» **WORK REQUEST**: Below are some records; print every one of them exactly.

--- TASK DATA ---

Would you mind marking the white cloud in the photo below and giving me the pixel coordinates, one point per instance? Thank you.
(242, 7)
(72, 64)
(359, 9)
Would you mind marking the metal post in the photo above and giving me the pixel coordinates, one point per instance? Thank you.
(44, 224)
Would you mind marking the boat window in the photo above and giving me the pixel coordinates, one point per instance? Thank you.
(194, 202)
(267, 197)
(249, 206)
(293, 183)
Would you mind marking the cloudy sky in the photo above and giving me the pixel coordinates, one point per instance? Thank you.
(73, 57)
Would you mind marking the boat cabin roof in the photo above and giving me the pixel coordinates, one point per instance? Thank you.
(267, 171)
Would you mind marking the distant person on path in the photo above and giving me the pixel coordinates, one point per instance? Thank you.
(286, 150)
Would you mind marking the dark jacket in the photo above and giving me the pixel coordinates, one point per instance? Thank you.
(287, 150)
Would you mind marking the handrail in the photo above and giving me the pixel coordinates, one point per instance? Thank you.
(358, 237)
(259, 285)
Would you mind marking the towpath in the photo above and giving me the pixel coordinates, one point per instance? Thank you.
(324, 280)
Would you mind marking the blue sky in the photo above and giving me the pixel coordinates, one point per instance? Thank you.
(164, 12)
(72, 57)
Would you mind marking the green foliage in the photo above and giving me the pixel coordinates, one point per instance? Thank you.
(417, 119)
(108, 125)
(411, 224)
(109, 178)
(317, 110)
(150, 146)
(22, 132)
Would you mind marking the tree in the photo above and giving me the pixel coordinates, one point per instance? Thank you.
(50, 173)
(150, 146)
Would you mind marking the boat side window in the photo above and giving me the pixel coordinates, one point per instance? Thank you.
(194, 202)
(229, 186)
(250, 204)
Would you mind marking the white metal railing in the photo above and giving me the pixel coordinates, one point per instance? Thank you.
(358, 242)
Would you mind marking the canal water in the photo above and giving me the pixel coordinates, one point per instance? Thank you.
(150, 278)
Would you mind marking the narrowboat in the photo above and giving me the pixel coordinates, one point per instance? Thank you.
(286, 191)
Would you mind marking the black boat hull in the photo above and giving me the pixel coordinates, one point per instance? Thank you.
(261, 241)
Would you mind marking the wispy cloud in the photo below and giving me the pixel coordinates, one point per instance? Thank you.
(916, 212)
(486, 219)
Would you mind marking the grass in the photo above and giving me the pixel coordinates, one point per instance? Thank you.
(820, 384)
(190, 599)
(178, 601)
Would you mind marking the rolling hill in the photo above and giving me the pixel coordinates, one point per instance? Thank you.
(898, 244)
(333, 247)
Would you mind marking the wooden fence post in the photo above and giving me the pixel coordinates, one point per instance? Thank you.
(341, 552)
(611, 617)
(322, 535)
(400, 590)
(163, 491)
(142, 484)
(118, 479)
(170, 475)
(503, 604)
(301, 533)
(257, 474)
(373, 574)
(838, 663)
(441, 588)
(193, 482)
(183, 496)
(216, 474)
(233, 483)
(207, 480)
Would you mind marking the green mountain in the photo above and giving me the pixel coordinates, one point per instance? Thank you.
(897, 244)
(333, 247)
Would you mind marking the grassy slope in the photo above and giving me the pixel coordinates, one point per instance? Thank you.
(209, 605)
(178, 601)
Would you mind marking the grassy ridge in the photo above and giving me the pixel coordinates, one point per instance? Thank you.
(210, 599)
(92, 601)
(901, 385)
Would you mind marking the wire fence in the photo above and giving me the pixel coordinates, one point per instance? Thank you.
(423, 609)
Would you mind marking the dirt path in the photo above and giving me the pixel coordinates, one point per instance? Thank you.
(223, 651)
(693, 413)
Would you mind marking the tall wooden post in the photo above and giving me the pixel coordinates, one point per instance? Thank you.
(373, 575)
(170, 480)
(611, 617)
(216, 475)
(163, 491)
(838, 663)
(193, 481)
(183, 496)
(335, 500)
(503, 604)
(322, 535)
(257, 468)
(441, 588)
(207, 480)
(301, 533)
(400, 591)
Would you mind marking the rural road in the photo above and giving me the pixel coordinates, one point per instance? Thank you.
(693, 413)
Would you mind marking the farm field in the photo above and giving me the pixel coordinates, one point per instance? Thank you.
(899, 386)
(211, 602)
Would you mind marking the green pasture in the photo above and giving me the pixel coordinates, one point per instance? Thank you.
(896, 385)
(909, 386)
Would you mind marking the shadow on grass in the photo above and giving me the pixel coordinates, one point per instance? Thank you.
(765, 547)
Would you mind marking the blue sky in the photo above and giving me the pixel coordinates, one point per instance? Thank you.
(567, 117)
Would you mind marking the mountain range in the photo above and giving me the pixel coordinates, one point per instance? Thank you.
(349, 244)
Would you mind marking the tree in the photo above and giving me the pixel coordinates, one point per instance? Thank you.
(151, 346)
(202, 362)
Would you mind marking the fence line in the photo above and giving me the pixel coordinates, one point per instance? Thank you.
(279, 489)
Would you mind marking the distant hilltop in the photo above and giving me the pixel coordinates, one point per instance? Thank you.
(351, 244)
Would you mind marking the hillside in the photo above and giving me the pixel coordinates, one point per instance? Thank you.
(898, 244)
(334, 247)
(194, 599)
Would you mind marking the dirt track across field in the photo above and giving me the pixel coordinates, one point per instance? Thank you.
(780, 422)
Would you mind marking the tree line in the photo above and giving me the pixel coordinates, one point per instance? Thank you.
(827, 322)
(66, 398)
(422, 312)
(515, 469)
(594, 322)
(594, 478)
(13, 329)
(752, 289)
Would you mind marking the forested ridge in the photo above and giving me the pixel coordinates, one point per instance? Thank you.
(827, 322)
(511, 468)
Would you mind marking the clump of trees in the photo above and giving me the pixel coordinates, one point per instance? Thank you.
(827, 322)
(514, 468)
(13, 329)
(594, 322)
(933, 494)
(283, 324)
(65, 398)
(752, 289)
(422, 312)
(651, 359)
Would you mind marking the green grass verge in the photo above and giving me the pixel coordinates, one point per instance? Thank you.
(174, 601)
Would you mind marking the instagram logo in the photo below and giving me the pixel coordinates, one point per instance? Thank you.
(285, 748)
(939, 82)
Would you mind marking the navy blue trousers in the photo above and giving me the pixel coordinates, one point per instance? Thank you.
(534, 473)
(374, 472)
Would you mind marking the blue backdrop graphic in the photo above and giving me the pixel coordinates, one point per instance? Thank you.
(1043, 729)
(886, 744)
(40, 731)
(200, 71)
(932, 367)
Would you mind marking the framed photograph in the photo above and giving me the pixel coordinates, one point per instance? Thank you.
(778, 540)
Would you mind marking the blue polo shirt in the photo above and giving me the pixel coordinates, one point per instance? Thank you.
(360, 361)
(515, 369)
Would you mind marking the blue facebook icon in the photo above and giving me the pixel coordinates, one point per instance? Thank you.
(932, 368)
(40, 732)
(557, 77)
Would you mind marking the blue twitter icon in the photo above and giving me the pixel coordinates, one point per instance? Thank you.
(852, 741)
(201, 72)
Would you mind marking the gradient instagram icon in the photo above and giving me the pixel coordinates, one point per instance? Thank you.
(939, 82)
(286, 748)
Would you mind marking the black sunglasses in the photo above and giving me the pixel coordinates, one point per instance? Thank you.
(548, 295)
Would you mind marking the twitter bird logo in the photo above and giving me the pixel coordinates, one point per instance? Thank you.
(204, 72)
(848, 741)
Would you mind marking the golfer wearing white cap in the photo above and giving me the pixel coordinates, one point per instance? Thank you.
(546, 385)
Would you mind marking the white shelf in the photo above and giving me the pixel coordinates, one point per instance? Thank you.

---

» **SOLUTION TO THIS TASK**:
Would you mind marking the white cloud in the photo below and giving me the pixel coordinates, one point per instance? Thank you.
(242, 7)
(72, 64)
(359, 9)
Would you mind marking the metal post in the photo above and giving me the pixel coordinates, one point per instance? Thank you.
(44, 224)
Would you mind marking the boat window in the photo above and giving me the pixel coordinates, one point per instance? Thank you.
(194, 202)
(267, 197)
(249, 206)
(293, 183)
Would you mind marking the cloudy sky in the photo above and giving me the pixel coordinates, one point per instance? Thank you.
(73, 57)
Would you mind marking the boat cabin roof in the photo above and giving me the pixel coordinates, one point per instance? Thank you.
(267, 171)
Would you mind marking the distant person on path in the photo above and giving me the pixel coordinates, one point per instance? Thank you.
(286, 150)
Would you mind marking the dark jacket in the photo above and giving me the pixel coordinates, one point per instance? Thank you.
(287, 150)
Would you mind marking the handrail in the photo above and giving me the pixel coordinates, one point per instance? Thank you.
(358, 237)
(259, 285)
Would you mind marking the towpath in the photo above and giving me the pixel coordinates, one point per instance? Thank you.
(324, 280)
Would you mind marking the blue sky in the photo above and giving me the pixel coordinates, one point per instance? Thank you.
(164, 12)
(72, 57)
Would you mind marking the green foliage in the photo above and giving me the pixel coordinates, one point per instance? Thank you.
(417, 119)
(108, 125)
(411, 224)
(109, 178)
(317, 110)
(150, 146)
(22, 132)
Would you mind marking the tree in the photo above and giving me the pixel coordinates, one point per instance? Thank you.
(50, 173)
(150, 146)
Would you mind marking the boat side window in the photo above and giving me the pixel coordinates, one point per instance? Thank you.
(194, 202)
(229, 186)
(250, 204)
Would you mind marking the white metal railing in the photo above and giving me the pixel coordinates, one point per instance? Thank you.
(358, 242)
Would you mind marking the canal water in the photo above and giving me the pixel coordinates, one point per instance? Thank you.
(150, 278)
Would you mind marking the narrowboat in the photo above and giving me the pixel coordinates, one point per instance? Thank you.
(286, 191)
Would you mind marking the black boat hull in the photo above and giving me the pixel coordinates, one point per instance? Thank you.
(261, 241)
Would you mind marking the wispy cloud in the photo below and giving me the pixel coordinates, one point per instance? Thank you.
(916, 212)
(486, 219)
Would you mind marking the grass in the photo above and giving me the pixel coordinates, one point per instance? Thank you.
(820, 384)
(190, 599)
(178, 601)
Would you mind marking the rolling hill in the photo above and giving me the pixel coordinates, one point per instance? Thank you.
(898, 244)
(333, 247)
Would you mind marking the wooden fence post in the photo above and giving me the pixel coordinates, one point per instance? Thank you.
(341, 552)
(611, 617)
(322, 535)
(400, 590)
(163, 491)
(142, 484)
(118, 479)
(170, 475)
(503, 604)
(301, 533)
(257, 474)
(373, 574)
(838, 663)
(441, 588)
(193, 482)
(183, 496)
(216, 474)
(233, 483)
(207, 480)
Would you mind marking the green mountain in the photo above and giving me the pixel coordinates, one point per instance? Thank you.
(897, 244)
(333, 247)
Would you mind marking the grassy slope in the photo above and giving me the pixel coordinates, one point per instance? Thank you.
(209, 605)
(178, 601)
Would you mind marking the grassy ridge in the photo above and giving me the pixel coordinates, one point per instance? Thank you.
(210, 599)
(92, 601)
(901, 385)
Would you mind marking the wire fence in the photo above and giving me the pixel coordinates, one point per instance? Thank you.
(423, 609)
Would you mind marking the dirt path in the photo above and giving me the pixel coordinates, one point per instance? Thank you.
(223, 651)
(693, 413)
Would you mind marking the tall wooden post in the photo above and giving me the pixel coordinates, one point per instance? Thank you.
(373, 575)
(170, 480)
(611, 617)
(216, 475)
(163, 491)
(838, 663)
(193, 481)
(183, 496)
(335, 500)
(503, 604)
(322, 535)
(257, 468)
(441, 588)
(207, 480)
(301, 533)
(400, 591)
Would you mind marking the rural road in the photo above and giving me the pixel coordinates, one point per instance? Thank you.
(693, 413)
Would you mind marking the farm field in the photo above and giving me the pixel coordinates, one point per instance? Thank you.
(899, 386)
(211, 602)
Would you mind marking the green pasture in the photo above and giving me the pixel coordinates, one point per instance? Thank you.
(896, 385)
(909, 386)
Would you mind marking the shadow on grass in the photo above and giving me the pixel coordinates, one point per instance? Thank you.
(765, 547)
Would you mind marking the blue sky in the photo above and giving me the pixel coordinates, one point per instance? Thank you.
(567, 117)
Would you mind marking the mountain range in the photo above and giving me the pixel coordinates, one point per instance? Thank you.
(349, 244)
Would you mind marking the tree in the photo above and giving me the pixel coordinates, one point per instance? Thank you.
(151, 346)
(202, 362)
Would you mind marking the fence line in the photo above and giving me the pixel coordinates, one point per instance? Thank you.
(279, 489)
Would you mind marking the distant hilltop in the photo above and giving me the pixel coordinates, one point per instance? Thank you.
(351, 244)
Would you mind marking the hillside in the photo above and giving me the pixel coordinates, one point per instance? Thank you.
(898, 244)
(334, 247)
(194, 599)
Would you mind marking the dirt track across field in the photo above and giving me the pixel coordinates, one point per instance? Thank you.
(780, 422)
Would you mind marking the tree line in the photo above and giving me the pixel coordinates, one point per instance? Thank you.
(827, 322)
(66, 398)
(422, 312)
(515, 469)
(594, 322)
(594, 478)
(13, 329)
(752, 289)
Would you mind marking the forested ridge in the photo above and giving me the pixel coordinates, one point per instance? Thank you.
(827, 322)
(511, 468)
Would you mind marking the clump of trees in the photo above and giving me the pixel coordinates, one point per instance? Thank you.
(827, 322)
(514, 468)
(13, 329)
(594, 322)
(933, 494)
(283, 324)
(65, 398)
(752, 289)
(422, 312)
(651, 359)
Would you mind marking the green grass verge in the photo above and giving me the pixel coordinates, one point per instance? Thank you.
(174, 601)
Would you mind marking the instagram logo in the photo below and giving me the pixel coordinates, one point per instance? Thank you.
(285, 748)
(939, 82)
Would you mind marking the navy blue trousers in the photo above and giving me the pixel coordinates, one point per instance? Thank you.
(534, 473)
(374, 472)
Would you mind marking the blue backdrop graphic in the photo above and giving me the pixel coordinates, one point per instance? Thank you.
(1043, 729)
(886, 744)
(40, 731)
(200, 71)
(932, 367)
Would you mind marking the framed photograph in the photo above and giving me the pixel coordinates, one point per instance? Thank you.
(778, 540)
Would you mind marking the blue polo shirt in the photo above and giving me the pixel coordinates, one point per instance? Thank you.
(360, 361)
(515, 369)
Would you mind marking the blue facebook icon in the photo above and giving me the pixel coordinates, one point per instance? Thank you.
(932, 368)
(40, 732)
(557, 77)
Would you mind marking the blue twitter icon in the photo above and giving me the pixel coordinates, one point per instance? Thank you.
(852, 741)
(201, 72)
Would you mind marking the gradient instagram icon in the photo above and giving me the pixel coordinates, one point per instance? Thank you.
(939, 82)
(286, 748)
Would you mind marking the black sunglasses in the photo above and giving me the pixel coordinates, one point per instance? Thank you.
(548, 295)
Would you mind marking the twitter bird logo in the photo above and giving me the pixel coordinates, one point per instance? Thank you.
(204, 72)
(848, 741)
Would you mind marking the golfer wearing white cap in the photo above and giving me the pixel coordinates, one point per instance? Thank you.
(546, 385)
Would you mind marking the white shelf in the photo above and giving me the pixel coordinates, one point per instance? Thank you.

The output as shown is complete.